[[ Source text open ]]
In yet another article, he tackles self-help gurus and how they employ the same techniques.
This is why a lot of spiritual people I meet with businesses hate marketing themselves, and it’s precisely why I don’t trust the ones who are good at it –– and neither should you.
One of the most disgusting things I’ve heard so far was about an astrologer who charges $1,000 per reading and opens her group sales pitch with a meditation to visualize manifesting success, which ultimately calms your nervous system and primes you psychologically so that you are less resistant to persuasion. This is tantamount to grooming and it is exactly what was described in the articles I linked to above.
What’s the solution?
From an ethical standpoint, if we’re trying to create a new world, we can’t continue to operate using the systems of the old one. When trauma is being used to manipulate or trigger people, it only compounds that individual’s trauma, and has detrimental psychological effects. Mostly everyone already deals with some form of anxiety or depression, and these practices make it worse, solely for the sake of profit. Everyone is trying to mind fuck you in every abusive way possible to fork over your cash. This is what we are working with.
[[ Source text closed ]]
* Exercise directions
Continue the piece on manipulative marketing by spiritual and self-help businesses, picking up after its final sentence.
[[ Record set open ]]
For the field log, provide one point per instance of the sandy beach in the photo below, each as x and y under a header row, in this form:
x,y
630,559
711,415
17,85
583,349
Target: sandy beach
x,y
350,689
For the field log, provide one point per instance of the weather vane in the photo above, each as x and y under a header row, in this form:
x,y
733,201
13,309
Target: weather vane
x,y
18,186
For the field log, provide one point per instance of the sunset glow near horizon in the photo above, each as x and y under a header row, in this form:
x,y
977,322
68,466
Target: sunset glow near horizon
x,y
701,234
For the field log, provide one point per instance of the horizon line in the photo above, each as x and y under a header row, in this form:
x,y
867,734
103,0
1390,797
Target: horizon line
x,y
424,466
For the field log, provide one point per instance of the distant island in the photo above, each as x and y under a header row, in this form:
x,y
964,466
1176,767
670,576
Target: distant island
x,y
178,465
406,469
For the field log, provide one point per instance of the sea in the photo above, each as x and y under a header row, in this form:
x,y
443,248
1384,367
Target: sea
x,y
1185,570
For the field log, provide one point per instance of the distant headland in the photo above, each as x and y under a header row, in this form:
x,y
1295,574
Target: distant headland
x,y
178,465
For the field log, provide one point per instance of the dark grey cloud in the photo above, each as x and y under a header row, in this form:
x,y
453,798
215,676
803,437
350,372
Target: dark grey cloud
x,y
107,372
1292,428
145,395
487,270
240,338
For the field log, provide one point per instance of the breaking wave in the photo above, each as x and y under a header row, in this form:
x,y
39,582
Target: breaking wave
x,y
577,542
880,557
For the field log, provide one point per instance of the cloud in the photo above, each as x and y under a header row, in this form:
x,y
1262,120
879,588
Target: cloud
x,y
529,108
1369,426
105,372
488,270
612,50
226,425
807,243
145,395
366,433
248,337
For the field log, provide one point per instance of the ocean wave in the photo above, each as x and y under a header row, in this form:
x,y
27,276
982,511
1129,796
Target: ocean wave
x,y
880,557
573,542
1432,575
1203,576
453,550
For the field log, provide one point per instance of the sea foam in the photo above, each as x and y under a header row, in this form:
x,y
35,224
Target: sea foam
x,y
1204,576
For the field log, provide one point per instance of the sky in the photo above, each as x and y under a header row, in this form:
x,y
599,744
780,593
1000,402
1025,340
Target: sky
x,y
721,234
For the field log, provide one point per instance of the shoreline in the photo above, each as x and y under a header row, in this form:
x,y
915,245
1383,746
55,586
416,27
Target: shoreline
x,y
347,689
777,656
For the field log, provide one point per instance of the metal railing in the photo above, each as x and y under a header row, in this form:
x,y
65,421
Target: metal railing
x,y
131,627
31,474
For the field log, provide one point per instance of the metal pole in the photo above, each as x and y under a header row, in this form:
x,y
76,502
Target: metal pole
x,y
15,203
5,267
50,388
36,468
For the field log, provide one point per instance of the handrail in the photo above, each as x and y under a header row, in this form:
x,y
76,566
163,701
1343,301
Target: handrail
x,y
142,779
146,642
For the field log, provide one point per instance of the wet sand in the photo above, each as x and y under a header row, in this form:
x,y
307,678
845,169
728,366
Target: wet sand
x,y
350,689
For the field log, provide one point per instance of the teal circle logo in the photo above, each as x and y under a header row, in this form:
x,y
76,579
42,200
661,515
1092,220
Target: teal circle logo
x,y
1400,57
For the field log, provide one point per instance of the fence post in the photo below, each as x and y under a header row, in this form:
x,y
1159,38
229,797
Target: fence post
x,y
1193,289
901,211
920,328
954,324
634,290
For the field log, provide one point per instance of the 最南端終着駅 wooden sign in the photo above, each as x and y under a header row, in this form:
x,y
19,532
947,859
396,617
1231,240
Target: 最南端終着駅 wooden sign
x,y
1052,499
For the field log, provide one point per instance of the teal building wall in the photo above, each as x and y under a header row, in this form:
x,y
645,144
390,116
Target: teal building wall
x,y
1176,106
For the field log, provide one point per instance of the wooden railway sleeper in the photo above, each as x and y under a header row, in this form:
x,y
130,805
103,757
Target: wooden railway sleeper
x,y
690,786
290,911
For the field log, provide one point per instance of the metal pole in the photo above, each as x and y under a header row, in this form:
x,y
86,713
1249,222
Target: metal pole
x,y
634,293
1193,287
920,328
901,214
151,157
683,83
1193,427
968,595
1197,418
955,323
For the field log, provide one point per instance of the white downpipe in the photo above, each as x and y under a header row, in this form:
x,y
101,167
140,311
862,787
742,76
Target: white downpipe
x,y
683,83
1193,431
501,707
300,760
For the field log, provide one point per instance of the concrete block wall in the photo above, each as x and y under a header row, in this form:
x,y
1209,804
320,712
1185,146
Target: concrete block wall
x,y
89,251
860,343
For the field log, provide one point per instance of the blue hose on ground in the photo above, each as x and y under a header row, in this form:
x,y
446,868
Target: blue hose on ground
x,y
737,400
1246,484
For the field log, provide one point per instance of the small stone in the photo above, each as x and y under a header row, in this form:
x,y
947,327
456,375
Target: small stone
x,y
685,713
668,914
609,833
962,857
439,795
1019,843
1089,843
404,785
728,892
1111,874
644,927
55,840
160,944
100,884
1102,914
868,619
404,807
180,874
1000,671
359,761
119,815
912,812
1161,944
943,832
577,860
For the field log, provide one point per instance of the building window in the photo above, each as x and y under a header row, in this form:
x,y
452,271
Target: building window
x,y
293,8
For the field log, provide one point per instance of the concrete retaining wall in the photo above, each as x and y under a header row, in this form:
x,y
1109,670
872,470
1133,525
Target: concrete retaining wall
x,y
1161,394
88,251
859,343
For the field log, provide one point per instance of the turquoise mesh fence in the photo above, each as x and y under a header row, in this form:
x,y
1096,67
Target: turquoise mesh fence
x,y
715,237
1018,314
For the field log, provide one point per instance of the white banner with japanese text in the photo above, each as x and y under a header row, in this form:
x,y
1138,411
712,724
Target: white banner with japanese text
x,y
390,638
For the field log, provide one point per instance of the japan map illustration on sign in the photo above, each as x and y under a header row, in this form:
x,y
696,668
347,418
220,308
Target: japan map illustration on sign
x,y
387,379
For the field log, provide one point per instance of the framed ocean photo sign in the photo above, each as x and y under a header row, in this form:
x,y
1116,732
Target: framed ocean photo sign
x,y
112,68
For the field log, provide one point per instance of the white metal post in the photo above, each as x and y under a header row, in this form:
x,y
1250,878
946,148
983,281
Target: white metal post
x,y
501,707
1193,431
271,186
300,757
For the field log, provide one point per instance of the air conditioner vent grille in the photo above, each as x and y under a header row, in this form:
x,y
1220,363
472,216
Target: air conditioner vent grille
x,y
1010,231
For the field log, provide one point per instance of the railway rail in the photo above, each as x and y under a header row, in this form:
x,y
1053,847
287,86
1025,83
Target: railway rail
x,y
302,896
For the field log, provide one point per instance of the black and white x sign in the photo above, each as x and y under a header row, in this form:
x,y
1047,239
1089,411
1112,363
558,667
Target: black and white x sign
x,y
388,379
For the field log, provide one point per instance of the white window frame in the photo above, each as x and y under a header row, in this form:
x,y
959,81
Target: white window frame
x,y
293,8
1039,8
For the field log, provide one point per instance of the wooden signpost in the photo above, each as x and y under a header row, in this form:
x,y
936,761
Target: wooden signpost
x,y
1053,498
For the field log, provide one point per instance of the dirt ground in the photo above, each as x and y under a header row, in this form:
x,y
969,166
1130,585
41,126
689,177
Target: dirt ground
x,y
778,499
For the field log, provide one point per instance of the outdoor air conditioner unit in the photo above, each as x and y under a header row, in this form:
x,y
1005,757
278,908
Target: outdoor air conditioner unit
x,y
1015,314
[[ Record set closed ]]
* Answer space
When 2020 came along, it rocked the spiritual community by bringing to light the white-washing of spirituality, the economic inequality of the coaching hierarchy, the gate-keeping, and the spiritual bypassing, revealing the shadow of the spiritual community itself and it’s fundamental reliance on a system that capitalizes on human trauma.
To be clear, I’m not saying that spiritual practitioners shouldn’t make money. I’m saying that charging $5,000 per person for an entry-level workshop when that’s more than most people make in a month, and using messaging that intentionally trigger’s someone’s trauma as a way to get them to make a purchase is excessive, socially irresponsible, and more about getting rich than about helping people.
This elitist form of business–especially among spiritual practitioners–will no longer viable in the New Paradigm we are building. As I stated in a previous instagram post:
The new model of self-promotion barely involves self at all. It’s community-based and purpose-driven. Like-minded entrepreneurs collaborate and cross-promote to lift each other up–together. We recognize that there’s enough to go around for everyone and that by working with one another, we can all benefit and make a difference for the people we help.
It’s very easy to how it’s rotten at the core, but it’s also not that difficult to fix if we simply shift whose’ interest is of the utmost priority and bring some integrity into how we operate.
That said, I’m launching a new project to help spiritually-based businesses unlearn toxic business practices and help them transition away from the worst aspects capitalism.
We’re rewriting all of the rules, and this time, it’s going to be built on a foundation of service to the greater good instead of service to one’s own ego –– the way it’s supposed to be if you truly are spiritual.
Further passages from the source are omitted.